■ TEXT SHOWN ■
As I said in my last post about GDPR: “GDPR assumes that I want to identify people from the information I hold.  I don’t.  I don’t need to and I actively try not to.  But it doesn’t seem to acknowledge that as a possible starting point, which makes some of the more complex elements either irrelevant or confusing.”

One of the key principles of GDPR is “Data minimisation – Personal data processed is adequate, relevant and limited to what is necessary.”  This means that I should go out of my way to ensure that I do not collect and store more data than I need to.  That’s OK by me, I have routinely been minimising data throughout my career, as the Market Research Code of Conduct requires that: “33. Members must take reasonable steps to ensure all of the following: […]  f. that personal data collected are relevant and not excessive.”

■ WHAT THE TASK ASKS ■
Quote the GDPR passage in full, word for word. The listing that comes next has no connection to the passage on GDPR and data minimization.

■ DATA EXCERPTS ■

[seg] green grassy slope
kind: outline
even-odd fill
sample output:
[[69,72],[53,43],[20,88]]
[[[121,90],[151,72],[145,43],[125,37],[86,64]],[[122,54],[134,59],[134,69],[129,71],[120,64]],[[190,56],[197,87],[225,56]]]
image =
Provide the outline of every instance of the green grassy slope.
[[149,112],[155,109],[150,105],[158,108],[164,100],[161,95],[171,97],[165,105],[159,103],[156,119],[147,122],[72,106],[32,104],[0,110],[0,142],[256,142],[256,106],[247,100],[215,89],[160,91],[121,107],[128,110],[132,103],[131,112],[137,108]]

■ EXERCISE OUTPUT ■
As I said in my last post about GDPR: “GDPR assumes that I want to identify people from the information I hold.  I don’t.  I don’t need to and I actively try not to.  But it doesn’t seem to acknowledge that as a possible starting point, which makes some of the more complex elements either irrelevant or confusing.”

One of the key principles of GDPR is “Data minimisation – Personal data processed is adequate, relevant and limited to what is necessary.”  This means that I should go out of my way to ensure that I do not collect and store more data than I need to.  That’s OK by me, I have routinely been minimising data throughout my career, as the Market Research Code of Conduct requires that: “33. Members must take reasonable steps to ensure all of the following: […]  f. that personal data collected are relevant and not excessive.”